Natural language region descriptions
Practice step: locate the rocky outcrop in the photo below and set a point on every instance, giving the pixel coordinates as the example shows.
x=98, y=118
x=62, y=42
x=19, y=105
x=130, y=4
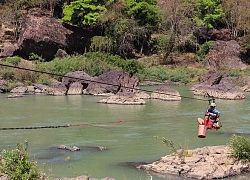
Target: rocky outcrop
x=64, y=147
x=19, y=88
x=219, y=86
x=166, y=93
x=58, y=89
x=213, y=162
x=3, y=85
x=76, y=82
x=41, y=34
x=124, y=98
x=113, y=82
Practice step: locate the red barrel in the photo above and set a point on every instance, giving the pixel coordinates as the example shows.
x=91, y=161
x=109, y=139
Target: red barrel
x=210, y=123
x=202, y=131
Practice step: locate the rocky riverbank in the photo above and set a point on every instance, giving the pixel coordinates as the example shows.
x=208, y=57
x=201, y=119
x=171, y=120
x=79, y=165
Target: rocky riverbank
x=210, y=162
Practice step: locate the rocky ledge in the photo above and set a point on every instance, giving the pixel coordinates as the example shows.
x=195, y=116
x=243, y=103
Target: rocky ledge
x=213, y=162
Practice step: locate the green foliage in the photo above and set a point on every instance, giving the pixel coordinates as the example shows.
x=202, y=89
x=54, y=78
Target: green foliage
x=15, y=60
x=16, y=165
x=93, y=67
x=84, y=12
x=158, y=44
x=204, y=50
x=240, y=147
x=35, y=57
x=130, y=65
x=146, y=12
x=161, y=74
x=209, y=13
x=101, y=44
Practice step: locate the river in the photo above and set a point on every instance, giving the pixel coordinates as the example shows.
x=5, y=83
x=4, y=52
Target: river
x=128, y=132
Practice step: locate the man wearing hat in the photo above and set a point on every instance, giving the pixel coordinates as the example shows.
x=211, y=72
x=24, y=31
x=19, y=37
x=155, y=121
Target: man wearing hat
x=212, y=114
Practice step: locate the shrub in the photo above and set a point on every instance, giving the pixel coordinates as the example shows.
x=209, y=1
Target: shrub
x=204, y=50
x=240, y=147
x=15, y=60
x=15, y=164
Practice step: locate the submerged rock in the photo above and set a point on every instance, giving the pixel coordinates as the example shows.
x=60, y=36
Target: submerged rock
x=124, y=98
x=166, y=93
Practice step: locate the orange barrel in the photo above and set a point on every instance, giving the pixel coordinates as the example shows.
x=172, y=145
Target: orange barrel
x=201, y=131
x=210, y=123
x=205, y=121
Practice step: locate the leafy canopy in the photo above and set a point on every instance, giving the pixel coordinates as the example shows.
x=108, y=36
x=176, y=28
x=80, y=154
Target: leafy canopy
x=84, y=12
x=210, y=12
x=146, y=12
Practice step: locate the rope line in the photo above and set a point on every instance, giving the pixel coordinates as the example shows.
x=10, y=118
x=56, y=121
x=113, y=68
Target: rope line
x=105, y=83
x=95, y=124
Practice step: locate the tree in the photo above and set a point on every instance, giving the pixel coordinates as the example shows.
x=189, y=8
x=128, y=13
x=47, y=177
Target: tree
x=145, y=12
x=209, y=13
x=84, y=12
x=237, y=16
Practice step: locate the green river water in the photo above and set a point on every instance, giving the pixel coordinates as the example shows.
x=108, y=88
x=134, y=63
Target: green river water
x=128, y=142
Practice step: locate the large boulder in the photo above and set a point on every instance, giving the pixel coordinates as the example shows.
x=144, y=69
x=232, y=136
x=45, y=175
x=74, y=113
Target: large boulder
x=218, y=85
x=214, y=162
x=57, y=89
x=77, y=76
x=124, y=98
x=113, y=82
x=166, y=93
x=19, y=88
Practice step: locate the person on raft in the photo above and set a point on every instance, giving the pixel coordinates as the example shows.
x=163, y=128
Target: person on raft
x=211, y=114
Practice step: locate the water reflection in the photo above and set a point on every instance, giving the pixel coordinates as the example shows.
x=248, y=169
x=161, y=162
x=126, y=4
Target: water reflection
x=130, y=141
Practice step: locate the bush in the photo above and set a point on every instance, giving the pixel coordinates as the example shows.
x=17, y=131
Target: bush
x=204, y=50
x=15, y=164
x=15, y=60
x=240, y=147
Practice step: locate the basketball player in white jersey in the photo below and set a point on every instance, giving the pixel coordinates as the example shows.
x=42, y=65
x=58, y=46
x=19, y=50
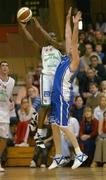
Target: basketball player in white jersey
x=6, y=89
x=51, y=58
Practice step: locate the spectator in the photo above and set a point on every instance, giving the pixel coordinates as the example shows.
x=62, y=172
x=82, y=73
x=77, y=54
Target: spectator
x=23, y=91
x=99, y=110
x=88, y=133
x=99, y=50
x=94, y=96
x=100, y=151
x=100, y=22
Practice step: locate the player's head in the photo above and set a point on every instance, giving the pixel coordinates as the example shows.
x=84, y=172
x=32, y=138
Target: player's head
x=4, y=68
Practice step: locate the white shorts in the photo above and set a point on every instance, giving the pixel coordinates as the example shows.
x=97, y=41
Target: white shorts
x=46, y=84
x=4, y=130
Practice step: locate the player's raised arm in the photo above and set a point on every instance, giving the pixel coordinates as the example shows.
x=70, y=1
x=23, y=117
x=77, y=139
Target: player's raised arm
x=47, y=37
x=74, y=51
x=28, y=35
x=68, y=32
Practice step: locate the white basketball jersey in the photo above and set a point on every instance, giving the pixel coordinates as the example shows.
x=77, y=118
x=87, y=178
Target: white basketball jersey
x=51, y=58
x=6, y=89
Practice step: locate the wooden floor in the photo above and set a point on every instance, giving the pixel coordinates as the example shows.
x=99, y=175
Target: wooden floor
x=56, y=174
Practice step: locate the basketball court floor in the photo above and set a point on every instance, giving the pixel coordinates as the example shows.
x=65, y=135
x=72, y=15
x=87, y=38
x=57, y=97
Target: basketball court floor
x=55, y=174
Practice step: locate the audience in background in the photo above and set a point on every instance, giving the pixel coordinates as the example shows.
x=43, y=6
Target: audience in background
x=25, y=114
x=99, y=110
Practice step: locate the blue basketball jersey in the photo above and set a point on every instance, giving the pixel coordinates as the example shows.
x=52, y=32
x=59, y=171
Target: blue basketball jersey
x=62, y=94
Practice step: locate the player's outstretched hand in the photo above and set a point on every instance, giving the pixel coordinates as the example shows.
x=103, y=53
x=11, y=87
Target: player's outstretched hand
x=22, y=25
x=36, y=21
x=77, y=17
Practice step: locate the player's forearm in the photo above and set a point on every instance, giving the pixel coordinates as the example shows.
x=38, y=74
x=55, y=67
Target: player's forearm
x=75, y=36
x=68, y=37
x=29, y=37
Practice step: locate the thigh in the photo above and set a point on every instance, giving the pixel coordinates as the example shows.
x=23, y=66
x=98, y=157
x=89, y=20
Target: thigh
x=4, y=130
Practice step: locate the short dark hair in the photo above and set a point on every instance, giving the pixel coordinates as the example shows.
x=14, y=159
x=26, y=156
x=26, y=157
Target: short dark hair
x=3, y=61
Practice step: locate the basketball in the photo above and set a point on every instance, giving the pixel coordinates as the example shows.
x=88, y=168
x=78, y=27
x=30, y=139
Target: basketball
x=24, y=14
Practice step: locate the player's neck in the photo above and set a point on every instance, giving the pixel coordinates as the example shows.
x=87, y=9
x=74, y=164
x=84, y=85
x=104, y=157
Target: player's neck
x=4, y=77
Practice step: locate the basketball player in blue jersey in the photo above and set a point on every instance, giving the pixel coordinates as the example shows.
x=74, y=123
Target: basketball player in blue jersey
x=62, y=95
x=51, y=57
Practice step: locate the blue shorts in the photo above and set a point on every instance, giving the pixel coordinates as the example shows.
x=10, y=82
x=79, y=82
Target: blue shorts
x=60, y=111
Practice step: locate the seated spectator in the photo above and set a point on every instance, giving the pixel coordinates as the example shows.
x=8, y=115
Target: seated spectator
x=66, y=145
x=100, y=151
x=77, y=108
x=82, y=43
x=23, y=91
x=25, y=114
x=94, y=96
x=88, y=134
x=90, y=33
x=100, y=69
x=99, y=37
x=42, y=147
x=100, y=22
x=99, y=110
x=75, y=87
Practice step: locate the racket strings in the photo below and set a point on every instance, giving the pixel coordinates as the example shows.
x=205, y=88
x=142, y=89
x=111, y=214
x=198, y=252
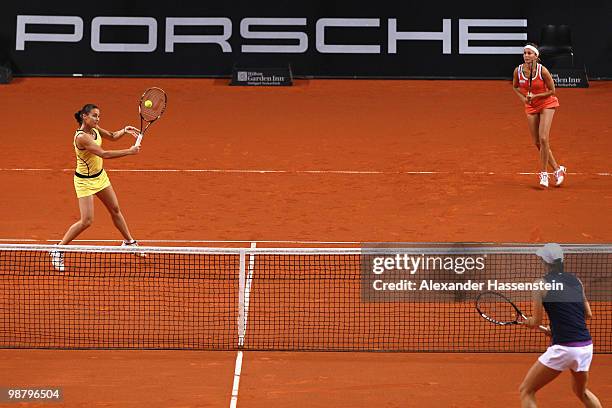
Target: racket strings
x=158, y=104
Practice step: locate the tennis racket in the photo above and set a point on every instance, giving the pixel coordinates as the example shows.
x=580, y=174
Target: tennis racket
x=152, y=105
x=498, y=309
x=530, y=78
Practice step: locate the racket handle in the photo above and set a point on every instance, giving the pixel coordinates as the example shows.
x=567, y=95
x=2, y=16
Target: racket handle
x=138, y=140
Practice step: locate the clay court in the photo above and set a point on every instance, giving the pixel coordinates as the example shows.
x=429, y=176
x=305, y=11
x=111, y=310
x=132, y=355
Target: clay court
x=325, y=163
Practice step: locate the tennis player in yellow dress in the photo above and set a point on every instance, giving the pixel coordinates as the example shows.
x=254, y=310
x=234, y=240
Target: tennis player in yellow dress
x=91, y=180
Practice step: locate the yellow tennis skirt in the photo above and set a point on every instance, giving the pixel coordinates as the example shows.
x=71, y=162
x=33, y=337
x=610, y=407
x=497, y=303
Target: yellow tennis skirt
x=86, y=186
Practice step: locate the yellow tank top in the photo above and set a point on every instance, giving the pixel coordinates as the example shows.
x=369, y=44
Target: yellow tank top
x=88, y=163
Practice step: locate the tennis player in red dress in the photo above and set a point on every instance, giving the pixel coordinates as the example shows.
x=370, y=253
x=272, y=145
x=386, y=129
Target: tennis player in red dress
x=538, y=95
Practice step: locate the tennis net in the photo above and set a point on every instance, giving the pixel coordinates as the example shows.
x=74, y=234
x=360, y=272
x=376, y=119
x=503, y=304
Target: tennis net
x=277, y=299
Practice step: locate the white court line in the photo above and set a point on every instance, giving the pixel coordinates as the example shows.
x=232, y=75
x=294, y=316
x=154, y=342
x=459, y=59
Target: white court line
x=271, y=171
x=237, y=371
x=185, y=241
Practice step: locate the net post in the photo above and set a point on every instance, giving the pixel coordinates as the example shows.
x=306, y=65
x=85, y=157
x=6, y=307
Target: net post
x=241, y=296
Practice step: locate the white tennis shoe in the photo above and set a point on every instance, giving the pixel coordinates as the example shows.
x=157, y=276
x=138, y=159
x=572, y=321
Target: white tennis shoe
x=134, y=243
x=560, y=175
x=544, y=179
x=57, y=260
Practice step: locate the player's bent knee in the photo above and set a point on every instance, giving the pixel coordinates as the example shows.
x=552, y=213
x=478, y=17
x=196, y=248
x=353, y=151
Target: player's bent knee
x=525, y=389
x=86, y=222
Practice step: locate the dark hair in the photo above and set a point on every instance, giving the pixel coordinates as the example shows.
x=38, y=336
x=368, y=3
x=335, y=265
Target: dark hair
x=85, y=109
x=538, y=48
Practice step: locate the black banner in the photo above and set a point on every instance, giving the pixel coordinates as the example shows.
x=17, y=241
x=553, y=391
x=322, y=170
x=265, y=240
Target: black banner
x=318, y=39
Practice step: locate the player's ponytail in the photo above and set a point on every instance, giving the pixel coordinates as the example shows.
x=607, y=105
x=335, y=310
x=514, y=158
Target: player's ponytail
x=86, y=109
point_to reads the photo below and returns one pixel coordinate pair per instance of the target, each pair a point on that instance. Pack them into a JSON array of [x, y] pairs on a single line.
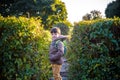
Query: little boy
[[56, 53]]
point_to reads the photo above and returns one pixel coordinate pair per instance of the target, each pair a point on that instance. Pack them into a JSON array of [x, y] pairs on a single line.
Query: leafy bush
[[94, 50], [23, 49], [64, 28]]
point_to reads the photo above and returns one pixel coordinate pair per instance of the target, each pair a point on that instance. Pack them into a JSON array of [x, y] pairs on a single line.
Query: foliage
[[23, 49], [94, 14], [113, 9], [94, 50], [64, 28], [51, 11]]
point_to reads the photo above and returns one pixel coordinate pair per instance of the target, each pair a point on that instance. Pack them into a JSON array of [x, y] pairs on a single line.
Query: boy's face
[[54, 35]]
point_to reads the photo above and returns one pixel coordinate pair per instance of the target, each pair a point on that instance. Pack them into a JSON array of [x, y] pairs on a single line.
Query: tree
[[5, 7], [87, 17], [94, 14], [113, 9], [51, 11]]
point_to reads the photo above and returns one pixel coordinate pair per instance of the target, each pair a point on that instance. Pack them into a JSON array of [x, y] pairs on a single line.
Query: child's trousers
[[56, 71]]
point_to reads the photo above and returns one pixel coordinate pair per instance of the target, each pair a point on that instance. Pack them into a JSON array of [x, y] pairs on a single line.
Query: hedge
[[94, 50], [23, 49]]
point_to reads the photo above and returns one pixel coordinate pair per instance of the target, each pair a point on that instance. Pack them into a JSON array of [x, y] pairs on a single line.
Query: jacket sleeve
[[60, 51]]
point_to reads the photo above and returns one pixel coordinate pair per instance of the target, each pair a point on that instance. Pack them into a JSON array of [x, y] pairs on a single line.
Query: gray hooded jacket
[[56, 54]]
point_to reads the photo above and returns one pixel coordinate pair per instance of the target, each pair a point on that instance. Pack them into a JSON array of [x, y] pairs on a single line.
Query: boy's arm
[[59, 53]]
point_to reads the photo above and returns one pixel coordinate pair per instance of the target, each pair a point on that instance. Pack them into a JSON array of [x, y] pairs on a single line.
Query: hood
[[62, 38]]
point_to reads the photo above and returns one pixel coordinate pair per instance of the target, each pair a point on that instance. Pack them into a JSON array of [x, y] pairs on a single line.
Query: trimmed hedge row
[[23, 49], [94, 50]]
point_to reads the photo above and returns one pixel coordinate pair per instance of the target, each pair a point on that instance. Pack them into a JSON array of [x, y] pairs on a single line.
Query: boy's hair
[[55, 30]]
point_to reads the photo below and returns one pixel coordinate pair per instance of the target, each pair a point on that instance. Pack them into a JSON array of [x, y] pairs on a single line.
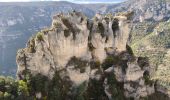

* _Required action_
Search the data for the string "below" and copy every line where it appears.

* _Exercise result_
Practice step: locate the rocky outcrop in the photo below and set a point on every instance, giving the pixel coordinates as the example shows.
Practice step: locate the basketball player in white jersey in the photo below and set a point on every instance, giving the pixel coordinates as the example shows.
Practice step: locate the racket strings in the photo below and set a point on every instance, giving the pixel coordinates as the example shows.
point_to reads the photo below and returns one pixel coordinate pair per instance of the target, each pair a point on that instance. Pack them into a JSON array of [x, y] pairs on a single line.
point_to reads the photo below and returns one pixel coordinate pair per instance of the target, each pair a point on that instance. Pack them into a JSON array of [x, y] pairs on a single line.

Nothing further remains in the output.